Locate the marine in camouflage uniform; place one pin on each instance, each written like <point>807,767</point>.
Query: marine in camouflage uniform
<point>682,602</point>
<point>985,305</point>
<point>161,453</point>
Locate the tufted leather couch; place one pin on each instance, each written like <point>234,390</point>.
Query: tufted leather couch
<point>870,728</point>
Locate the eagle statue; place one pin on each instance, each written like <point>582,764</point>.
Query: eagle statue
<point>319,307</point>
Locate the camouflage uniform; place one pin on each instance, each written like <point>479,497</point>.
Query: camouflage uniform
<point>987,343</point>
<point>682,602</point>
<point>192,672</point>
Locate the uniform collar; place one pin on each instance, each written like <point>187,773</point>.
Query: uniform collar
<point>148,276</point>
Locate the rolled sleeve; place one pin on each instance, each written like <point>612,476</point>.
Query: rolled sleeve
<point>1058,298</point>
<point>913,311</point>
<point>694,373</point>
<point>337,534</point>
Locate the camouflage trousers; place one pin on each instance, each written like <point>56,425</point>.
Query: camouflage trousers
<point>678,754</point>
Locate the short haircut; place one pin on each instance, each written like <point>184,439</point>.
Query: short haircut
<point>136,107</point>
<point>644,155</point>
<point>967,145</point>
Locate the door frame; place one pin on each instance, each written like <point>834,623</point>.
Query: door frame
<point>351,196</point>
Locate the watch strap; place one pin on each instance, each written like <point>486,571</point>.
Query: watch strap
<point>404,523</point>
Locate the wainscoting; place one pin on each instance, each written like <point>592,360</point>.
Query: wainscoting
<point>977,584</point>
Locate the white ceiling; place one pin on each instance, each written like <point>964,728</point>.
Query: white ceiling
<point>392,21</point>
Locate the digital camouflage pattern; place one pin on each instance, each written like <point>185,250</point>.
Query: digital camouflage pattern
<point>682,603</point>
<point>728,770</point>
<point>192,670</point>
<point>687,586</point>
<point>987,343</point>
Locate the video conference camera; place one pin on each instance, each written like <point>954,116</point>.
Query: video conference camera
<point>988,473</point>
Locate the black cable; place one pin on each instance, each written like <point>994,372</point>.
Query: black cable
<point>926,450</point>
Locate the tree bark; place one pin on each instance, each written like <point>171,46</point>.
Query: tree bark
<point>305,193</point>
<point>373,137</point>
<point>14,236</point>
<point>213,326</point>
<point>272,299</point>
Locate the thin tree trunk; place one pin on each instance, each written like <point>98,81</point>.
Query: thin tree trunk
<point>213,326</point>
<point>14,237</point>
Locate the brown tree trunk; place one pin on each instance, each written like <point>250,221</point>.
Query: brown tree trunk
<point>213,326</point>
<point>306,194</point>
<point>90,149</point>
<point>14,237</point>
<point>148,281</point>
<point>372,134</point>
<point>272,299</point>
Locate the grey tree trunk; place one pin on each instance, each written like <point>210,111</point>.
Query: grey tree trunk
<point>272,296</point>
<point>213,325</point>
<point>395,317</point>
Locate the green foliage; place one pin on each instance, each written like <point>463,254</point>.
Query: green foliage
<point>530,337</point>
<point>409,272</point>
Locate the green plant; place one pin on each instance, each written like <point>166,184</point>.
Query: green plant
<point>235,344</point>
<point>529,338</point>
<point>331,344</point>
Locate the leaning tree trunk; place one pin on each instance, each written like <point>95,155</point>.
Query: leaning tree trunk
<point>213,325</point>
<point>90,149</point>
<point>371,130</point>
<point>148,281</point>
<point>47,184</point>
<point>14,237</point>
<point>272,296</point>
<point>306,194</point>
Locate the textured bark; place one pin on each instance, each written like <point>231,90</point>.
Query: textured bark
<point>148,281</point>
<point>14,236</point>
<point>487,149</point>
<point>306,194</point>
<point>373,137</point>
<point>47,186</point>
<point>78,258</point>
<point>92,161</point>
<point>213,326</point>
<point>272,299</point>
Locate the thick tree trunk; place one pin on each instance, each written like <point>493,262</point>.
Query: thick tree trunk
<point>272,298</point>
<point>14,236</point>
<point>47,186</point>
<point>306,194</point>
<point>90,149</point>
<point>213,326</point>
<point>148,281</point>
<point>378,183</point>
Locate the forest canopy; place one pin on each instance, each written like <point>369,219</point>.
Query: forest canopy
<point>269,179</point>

⁂

[Task description] Return the data in its entirety, exactly as given.

[Solution for this task]
Locate the marine in camouflage uniform; place one pin on each instance, each written like <point>807,767</point>.
Query: marine in camouflage uniform
<point>682,602</point>
<point>985,305</point>
<point>161,453</point>
Locate the tufted leather couch; place one pin on each instance, each written like <point>234,390</point>.
Query: tufted leather couch
<point>870,728</point>
Locate the eagle statue; place one pin on each instance, each written like <point>582,764</point>.
Query: eagle statue
<point>319,307</point>
Locate the camouflage uniform; place one pin on each instance, each written like <point>479,497</point>.
Query: camouflage uniform
<point>987,343</point>
<point>682,602</point>
<point>192,672</point>
Locate the uniform collar; place one pin on each instance, each written like <point>187,773</point>.
Query: uniform collar
<point>148,276</point>
Locate the rolled sleeve; place one pin on each instance, each written like <point>612,476</point>.
Query: rolled sleeve
<point>1058,298</point>
<point>913,311</point>
<point>694,373</point>
<point>337,534</point>
Locate the camouflage trousers; place one pin on each instance, each written like <point>56,425</point>.
Query: camouflage trousers
<point>678,754</point>
Locate the short haircut; place one pin on each instance, each written like <point>184,439</point>.
Query: short haircut
<point>136,107</point>
<point>644,155</point>
<point>967,145</point>
Locate the door frame; place one pin on each instance, each written like <point>834,623</point>.
Query: door frame
<point>351,196</point>
Locate the watch strap; place one pin on each instance, each written like <point>486,571</point>.
Query: watch strap
<point>404,523</point>
Locate the wainscoting; place one pin on each instance, each written like <point>592,360</point>.
Query: wainscoting
<point>977,584</point>
Locate the white ceiling; place one pin on each instance, each written like <point>964,728</point>.
Query: white ceiling
<point>392,21</point>
Locate the digital camouflage pattern; place one pin on each instance, each written like <point>185,250</point>.
Query: digital camouflage pattern
<point>682,603</point>
<point>728,770</point>
<point>192,670</point>
<point>687,586</point>
<point>987,343</point>
Locate the video conference camera; place one pin on each instance, each written like <point>954,116</point>.
Query: video conference camera
<point>988,473</point>
Locate the black cable; place one pin on each instance, each written like <point>994,372</point>.
Query: black cable
<point>926,450</point>
Locate the tree bark; place one pin on each instance, each written like <point>171,46</point>.
Query: tree bark
<point>305,193</point>
<point>373,137</point>
<point>14,236</point>
<point>213,326</point>
<point>272,299</point>
Locate the thin tree trunk; place one pin on each instance, each written like <point>98,81</point>.
Query: thin tree trunk
<point>213,326</point>
<point>14,237</point>
Locate the brown tree trunk; place one pin on each instance, each written like <point>250,221</point>.
Query: brown tree trunk
<point>213,326</point>
<point>306,194</point>
<point>90,149</point>
<point>14,237</point>
<point>148,281</point>
<point>372,134</point>
<point>272,299</point>
Locate the grey tree trunk; place one pin on each instance, each written like <point>210,111</point>.
Query: grey tree trunk
<point>272,296</point>
<point>213,325</point>
<point>395,317</point>
Locate the green foliage; place one pin on each instance, each written like <point>463,254</point>.
Query: green foliage
<point>530,337</point>
<point>409,272</point>
Locate the green plant; place one pin on each instance, each written like <point>166,184</point>.
Query: green plant
<point>235,344</point>
<point>529,338</point>
<point>331,344</point>
Locate the leaning tree trunk; place one pin on each instance, each written like <point>95,155</point>.
Query: leaning tree trunk
<point>213,325</point>
<point>90,149</point>
<point>371,130</point>
<point>148,281</point>
<point>47,184</point>
<point>14,237</point>
<point>272,296</point>
<point>306,194</point>
Locate the textured bark; place one pin on each instance, each written like <point>231,90</point>.
Query: textured bark
<point>148,281</point>
<point>14,236</point>
<point>487,149</point>
<point>306,194</point>
<point>373,137</point>
<point>47,186</point>
<point>78,258</point>
<point>92,161</point>
<point>213,326</point>
<point>272,299</point>
Locate the thick tree trunk; place one pin on each instance, each written like <point>493,262</point>.
Query: thick tree trunk
<point>272,298</point>
<point>14,236</point>
<point>47,186</point>
<point>306,194</point>
<point>90,149</point>
<point>213,326</point>
<point>148,281</point>
<point>378,183</point>
Locate the forest canopy; place one pin on each instance, each written like <point>369,219</point>.
Query: forest canopy
<point>269,179</point>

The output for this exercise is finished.